Further to that, my superficial understanding of the sinc function theory used as the foundation for the 1,000,000 tap design of the M-Scaler and how it is doing the upsampling (possibly more important than the fact that it is upsampling) is that the fine detail accuracy of the reconstructed wave form gets greater as it moves towards the infinite product. If that is true and the sinc function theory isn't wrong then does it not stand to reason that more processing of that algorithm will result in tighter timing accuracy?
Thank you for your thoughtful and detailed reply - much appreciated!
I think the issue with Watts’ reply to your question is that, as has been noted by others, we don’t (in fact, we can’t) listen to a digital signal in the digital domain. So yes, a higher sample rate will reduce the gaps between samples, and therefore the digital waveform will visually look “smoother” and more “refined” or “high-res” when you examine it in an audio editing program or a similar app or device.
But digital sampling theory tells us that this visual appearance does not correspond to any difference in sound. Any frequency we want to be able to reproduce need be sampled only twice. This is not “just a theory,” or an “it sounds good enough most of the time” type of theory. This is a “mathematical-truth,” “cell phones and the sound on all your favorite streaming services wouldn’t work at all if it weren’t true” type of theory. I know it seems almost inconceivable that Rob Watts would ignore this or be incorrect if he claimed it was untrue. But I don’t know what else to say: it’s true, and you don’t have to take my or Amir’s or anyone else’s word for it, as it’s copiously documented in the scientific literature and well-established. Can’t say the same for Watt’s claim about a more “refined” sound coming from upsampling.

-- TASKS --
**1)** In the forum discussion of upsampling, how many taps does the M-Scaler design use?
**2)** Write the next part of the forum discussion of upsampling and the M-Scaler, starting after its final sentence.

-- RECORDS --

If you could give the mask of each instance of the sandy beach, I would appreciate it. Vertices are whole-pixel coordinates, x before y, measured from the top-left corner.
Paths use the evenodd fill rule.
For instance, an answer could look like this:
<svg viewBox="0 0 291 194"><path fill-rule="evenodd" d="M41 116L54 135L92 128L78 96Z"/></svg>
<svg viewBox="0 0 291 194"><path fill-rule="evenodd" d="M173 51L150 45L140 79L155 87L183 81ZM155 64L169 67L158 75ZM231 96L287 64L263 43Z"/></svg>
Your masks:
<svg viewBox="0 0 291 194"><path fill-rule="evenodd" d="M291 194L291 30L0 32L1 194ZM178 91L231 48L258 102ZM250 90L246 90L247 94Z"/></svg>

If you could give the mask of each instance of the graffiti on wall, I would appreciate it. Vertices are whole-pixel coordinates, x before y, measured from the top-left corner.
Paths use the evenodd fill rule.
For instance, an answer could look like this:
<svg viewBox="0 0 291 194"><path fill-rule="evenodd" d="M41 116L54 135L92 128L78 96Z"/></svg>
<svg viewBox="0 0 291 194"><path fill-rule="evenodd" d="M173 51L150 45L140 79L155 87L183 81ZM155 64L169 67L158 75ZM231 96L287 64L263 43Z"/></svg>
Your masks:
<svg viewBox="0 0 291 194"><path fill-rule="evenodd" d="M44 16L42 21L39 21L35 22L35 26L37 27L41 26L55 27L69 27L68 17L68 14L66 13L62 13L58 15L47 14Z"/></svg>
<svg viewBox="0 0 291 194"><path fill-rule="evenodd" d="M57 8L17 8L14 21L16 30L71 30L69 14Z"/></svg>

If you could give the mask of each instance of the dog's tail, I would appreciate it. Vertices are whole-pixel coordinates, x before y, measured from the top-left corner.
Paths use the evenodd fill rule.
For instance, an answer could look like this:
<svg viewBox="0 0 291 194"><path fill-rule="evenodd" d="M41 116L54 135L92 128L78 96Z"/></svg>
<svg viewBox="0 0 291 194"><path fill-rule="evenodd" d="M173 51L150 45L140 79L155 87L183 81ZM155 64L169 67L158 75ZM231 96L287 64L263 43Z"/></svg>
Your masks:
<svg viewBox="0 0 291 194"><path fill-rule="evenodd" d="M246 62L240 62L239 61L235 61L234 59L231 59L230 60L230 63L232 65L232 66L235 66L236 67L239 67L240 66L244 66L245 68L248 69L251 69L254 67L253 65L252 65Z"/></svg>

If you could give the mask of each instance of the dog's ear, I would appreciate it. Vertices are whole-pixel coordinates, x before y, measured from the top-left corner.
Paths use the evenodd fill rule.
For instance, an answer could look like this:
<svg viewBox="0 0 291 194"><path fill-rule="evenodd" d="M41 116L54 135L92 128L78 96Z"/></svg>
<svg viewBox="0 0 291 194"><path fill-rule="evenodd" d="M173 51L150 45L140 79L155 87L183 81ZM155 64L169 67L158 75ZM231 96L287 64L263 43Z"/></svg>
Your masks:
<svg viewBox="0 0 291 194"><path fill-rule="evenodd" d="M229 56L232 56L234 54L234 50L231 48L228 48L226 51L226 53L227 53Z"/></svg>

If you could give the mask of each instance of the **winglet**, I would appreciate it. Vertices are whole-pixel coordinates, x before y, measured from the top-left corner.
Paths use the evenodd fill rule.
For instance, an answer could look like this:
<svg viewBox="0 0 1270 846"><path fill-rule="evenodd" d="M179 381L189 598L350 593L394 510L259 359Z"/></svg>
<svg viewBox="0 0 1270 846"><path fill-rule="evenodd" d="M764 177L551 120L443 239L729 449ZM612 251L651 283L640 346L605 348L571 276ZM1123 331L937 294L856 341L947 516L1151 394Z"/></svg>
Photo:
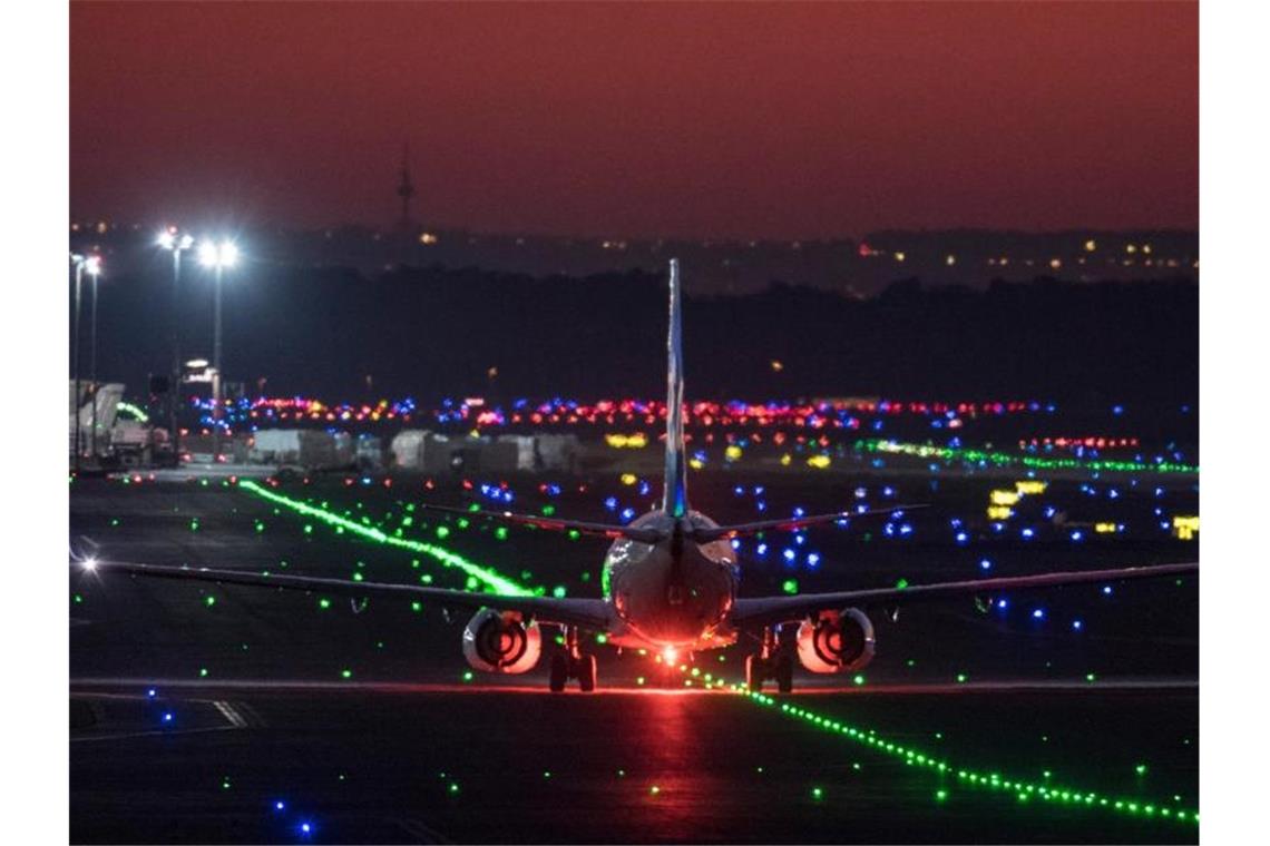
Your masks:
<svg viewBox="0 0 1270 846"><path fill-rule="evenodd" d="M679 260L671 259L671 331L665 341L665 492L662 507L672 517L688 512L687 457L683 446L683 317Z"/></svg>

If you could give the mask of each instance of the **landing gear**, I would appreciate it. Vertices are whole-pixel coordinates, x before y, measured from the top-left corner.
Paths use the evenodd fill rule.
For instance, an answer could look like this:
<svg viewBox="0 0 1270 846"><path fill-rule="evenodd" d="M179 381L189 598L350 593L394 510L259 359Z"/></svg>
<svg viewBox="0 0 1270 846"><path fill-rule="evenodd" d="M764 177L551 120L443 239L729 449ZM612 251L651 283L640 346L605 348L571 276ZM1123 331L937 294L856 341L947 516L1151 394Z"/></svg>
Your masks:
<svg viewBox="0 0 1270 846"><path fill-rule="evenodd" d="M584 654L578 662L574 677L578 680L578 690L589 694L596 689L596 656Z"/></svg>
<svg viewBox="0 0 1270 846"><path fill-rule="evenodd" d="M564 630L564 652L551 656L547 686L551 693L561 693L570 679L578 680L578 690L589 694L596 689L596 656L582 654L578 647L578 629Z"/></svg>
<svg viewBox="0 0 1270 846"><path fill-rule="evenodd" d="M569 658L556 652L551 656L551 671L547 676L547 685L551 687L551 693L558 694L564 690L566 681L569 681Z"/></svg>
<svg viewBox="0 0 1270 846"><path fill-rule="evenodd" d="M785 648L773 629L763 630L763 644L758 654L745 657L745 686L758 693L763 682L772 680L782 694L794 690L794 656Z"/></svg>

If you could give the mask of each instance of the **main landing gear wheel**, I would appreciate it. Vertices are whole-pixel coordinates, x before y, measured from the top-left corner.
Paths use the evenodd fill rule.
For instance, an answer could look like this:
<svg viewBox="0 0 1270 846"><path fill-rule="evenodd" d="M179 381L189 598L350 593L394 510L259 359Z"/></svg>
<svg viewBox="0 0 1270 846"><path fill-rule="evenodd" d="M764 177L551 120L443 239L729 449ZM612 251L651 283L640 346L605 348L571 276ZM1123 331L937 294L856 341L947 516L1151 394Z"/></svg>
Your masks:
<svg viewBox="0 0 1270 846"><path fill-rule="evenodd" d="M794 690L794 656L781 646L772 629L763 632L763 646L758 654L745 656L745 686L759 693L767 680L775 681L776 690L782 694Z"/></svg>
<svg viewBox="0 0 1270 846"><path fill-rule="evenodd" d="M782 694L791 693L794 690L794 657L785 652L776 657L776 672L772 674L776 679L776 690Z"/></svg>
<svg viewBox="0 0 1270 846"><path fill-rule="evenodd" d="M570 679L578 680L578 690L589 694L596 689L596 656L582 654L578 648L578 629L569 627L564 633L564 652L551 656L547 686L560 693Z"/></svg>
<svg viewBox="0 0 1270 846"><path fill-rule="evenodd" d="M756 694L763 689L763 660L757 654L745 656L745 686Z"/></svg>
<svg viewBox="0 0 1270 846"><path fill-rule="evenodd" d="M551 693L558 694L564 690L566 681L569 681L569 660L556 653L551 656L551 672L547 676L547 685L551 687Z"/></svg>
<svg viewBox="0 0 1270 846"><path fill-rule="evenodd" d="M596 656L584 654L580 656L575 662L574 679L578 680L578 689L589 694L596 689Z"/></svg>

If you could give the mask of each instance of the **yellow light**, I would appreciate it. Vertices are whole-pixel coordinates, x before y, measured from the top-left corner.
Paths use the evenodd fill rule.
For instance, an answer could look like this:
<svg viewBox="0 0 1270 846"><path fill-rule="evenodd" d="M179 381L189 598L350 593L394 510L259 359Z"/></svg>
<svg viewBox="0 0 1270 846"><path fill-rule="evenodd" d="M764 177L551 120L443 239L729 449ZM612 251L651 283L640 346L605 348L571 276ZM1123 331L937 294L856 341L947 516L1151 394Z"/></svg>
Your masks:
<svg viewBox="0 0 1270 846"><path fill-rule="evenodd" d="M1199 531L1199 516L1175 516L1173 537L1179 540L1194 540Z"/></svg>
<svg viewBox="0 0 1270 846"><path fill-rule="evenodd" d="M613 449L643 449L644 446L648 446L648 436L641 431L632 435L610 433L605 435L605 443Z"/></svg>

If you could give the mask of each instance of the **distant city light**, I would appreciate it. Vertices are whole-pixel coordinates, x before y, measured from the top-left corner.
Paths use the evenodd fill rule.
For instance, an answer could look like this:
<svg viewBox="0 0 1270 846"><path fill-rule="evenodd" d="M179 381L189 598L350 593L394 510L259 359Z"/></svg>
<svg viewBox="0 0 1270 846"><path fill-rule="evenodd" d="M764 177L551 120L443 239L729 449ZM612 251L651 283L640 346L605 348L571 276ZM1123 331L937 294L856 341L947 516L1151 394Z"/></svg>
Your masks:
<svg viewBox="0 0 1270 846"><path fill-rule="evenodd" d="M198 260L204 268L232 268L237 261L237 247L230 241L203 241L198 246Z"/></svg>

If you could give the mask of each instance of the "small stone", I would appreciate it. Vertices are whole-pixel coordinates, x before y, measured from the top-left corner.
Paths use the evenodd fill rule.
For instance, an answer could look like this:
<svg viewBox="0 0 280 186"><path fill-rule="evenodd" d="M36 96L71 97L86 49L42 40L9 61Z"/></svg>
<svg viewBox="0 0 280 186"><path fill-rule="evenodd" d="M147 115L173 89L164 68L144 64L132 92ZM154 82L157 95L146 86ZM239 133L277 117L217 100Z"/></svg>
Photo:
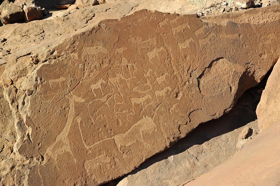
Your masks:
<svg viewBox="0 0 280 186"><path fill-rule="evenodd" d="M230 9L230 7L228 7L227 6L225 8L225 10L227 12L229 11Z"/></svg>
<svg viewBox="0 0 280 186"><path fill-rule="evenodd" d="M2 40L1 40L1 43L4 43L4 42L5 42L7 41L7 39L6 38L3 38Z"/></svg>
<svg viewBox="0 0 280 186"><path fill-rule="evenodd" d="M250 133L250 131L252 130L252 129L249 127L246 127L243 129L239 134L239 138L242 139L247 139Z"/></svg>
<svg viewBox="0 0 280 186"><path fill-rule="evenodd" d="M262 93L263 93L263 91L264 90L264 88L260 88L257 91L257 93L258 94L261 94Z"/></svg>
<svg viewBox="0 0 280 186"><path fill-rule="evenodd" d="M249 0L246 3L246 7L247 8L251 8L255 7L255 2L254 0Z"/></svg>
<svg viewBox="0 0 280 186"><path fill-rule="evenodd" d="M72 10L78 8L78 5L72 5L67 9L67 10Z"/></svg>
<svg viewBox="0 0 280 186"><path fill-rule="evenodd" d="M5 25L24 20L23 11L8 0L0 5L0 20Z"/></svg>
<svg viewBox="0 0 280 186"><path fill-rule="evenodd" d="M12 80L8 78L5 78L3 79L3 82L4 84L7 87L10 86L12 84Z"/></svg>

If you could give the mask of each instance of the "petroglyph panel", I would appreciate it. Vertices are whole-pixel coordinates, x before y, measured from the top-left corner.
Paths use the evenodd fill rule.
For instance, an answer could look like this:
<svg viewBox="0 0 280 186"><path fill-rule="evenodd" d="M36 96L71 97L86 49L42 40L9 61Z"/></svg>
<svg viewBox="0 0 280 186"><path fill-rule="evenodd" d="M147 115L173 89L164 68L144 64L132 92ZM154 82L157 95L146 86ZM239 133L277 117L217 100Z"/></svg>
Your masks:
<svg viewBox="0 0 280 186"><path fill-rule="evenodd" d="M224 26L142 10L64 41L18 96L32 142L21 155L41 160L30 185L100 185L220 117L273 65L280 37L255 38L279 35L279 21Z"/></svg>

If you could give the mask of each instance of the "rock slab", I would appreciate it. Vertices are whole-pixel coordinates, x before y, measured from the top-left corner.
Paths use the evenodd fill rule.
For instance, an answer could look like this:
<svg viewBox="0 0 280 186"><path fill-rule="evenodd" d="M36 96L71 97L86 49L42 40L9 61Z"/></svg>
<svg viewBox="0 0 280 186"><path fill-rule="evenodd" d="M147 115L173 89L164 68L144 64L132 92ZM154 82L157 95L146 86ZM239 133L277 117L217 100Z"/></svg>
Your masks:
<svg viewBox="0 0 280 186"><path fill-rule="evenodd" d="M12 2L5 0L0 5L0 20L5 24L23 20L23 10Z"/></svg>
<svg viewBox="0 0 280 186"><path fill-rule="evenodd" d="M256 118L253 111L236 105L229 113L200 125L170 149L149 159L117 186L183 185L230 158L244 141L254 137L253 132L241 136L247 129L259 132L257 121L250 122Z"/></svg>
<svg viewBox="0 0 280 186"><path fill-rule="evenodd" d="M263 130L280 120L280 58L273 67L257 108L259 127Z"/></svg>
<svg viewBox="0 0 280 186"><path fill-rule="evenodd" d="M278 185L280 121L246 143L231 158L184 185Z"/></svg>

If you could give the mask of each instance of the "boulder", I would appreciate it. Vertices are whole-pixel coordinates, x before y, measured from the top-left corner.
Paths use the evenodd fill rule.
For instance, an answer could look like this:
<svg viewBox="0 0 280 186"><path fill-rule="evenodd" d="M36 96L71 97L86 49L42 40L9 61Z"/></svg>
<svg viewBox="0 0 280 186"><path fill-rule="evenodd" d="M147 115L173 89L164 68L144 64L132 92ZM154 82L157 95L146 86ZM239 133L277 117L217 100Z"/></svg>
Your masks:
<svg viewBox="0 0 280 186"><path fill-rule="evenodd" d="M260 81L279 53L277 20L224 25L143 10L13 53L1 79L12 82L4 93L24 164L15 179L97 185L131 171Z"/></svg>
<svg viewBox="0 0 280 186"><path fill-rule="evenodd" d="M30 0L16 0L16 5L23 10L26 20L32 21L41 19L44 16L41 7L38 6L35 1Z"/></svg>
<svg viewBox="0 0 280 186"><path fill-rule="evenodd" d="M117 186L182 185L229 159L240 142L258 132L255 113L239 105L217 120L200 125L170 149L152 157ZM245 126L242 126L245 125ZM159 171L159 170L160 170Z"/></svg>
<svg viewBox="0 0 280 186"><path fill-rule="evenodd" d="M23 11L8 0L0 5L0 20L5 25L24 20Z"/></svg>
<svg viewBox="0 0 280 186"><path fill-rule="evenodd" d="M235 6L239 9L242 8L250 8L255 7L254 0L239 0L234 2Z"/></svg>
<svg viewBox="0 0 280 186"><path fill-rule="evenodd" d="M246 143L229 160L184 185L278 185L279 133L280 121Z"/></svg>
<svg viewBox="0 0 280 186"><path fill-rule="evenodd" d="M278 59L268 77L257 108L257 115L261 130L263 130L280 120L279 82L280 58Z"/></svg>
<svg viewBox="0 0 280 186"><path fill-rule="evenodd" d="M85 7L97 5L106 2L105 0L77 0L75 4L79 8L82 8Z"/></svg>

-- ANSWERS FOR THE EXERCISE --
**1)** 1,000,000 taps

**2)**
As I’ve written in another thread, we all experience this truth whenever we listen to music because a bass drum at 50Hz is sampled 100 times more than a cymbal or a vocal harmonic at 5kHz, regardless of the sample rate. And no one ever claims that bass sounds are always more “refined” than midrange or treble sounds within the very same recording.
So if a bass drum that’s 100x oversampled compared to a cymbal doesn’t sound more refined or high-res, then upsampling a digital recording by only 2x or 4x (or 20x) isn’t going to do a thing.
Please note that the previous two paragraphs are just a possibly easy way to think about this idea - again, this is not a perceptual “take my word for it, you won’t hear the difference” rule; it’s a hard and fast “there is no difference, by definition “ rule.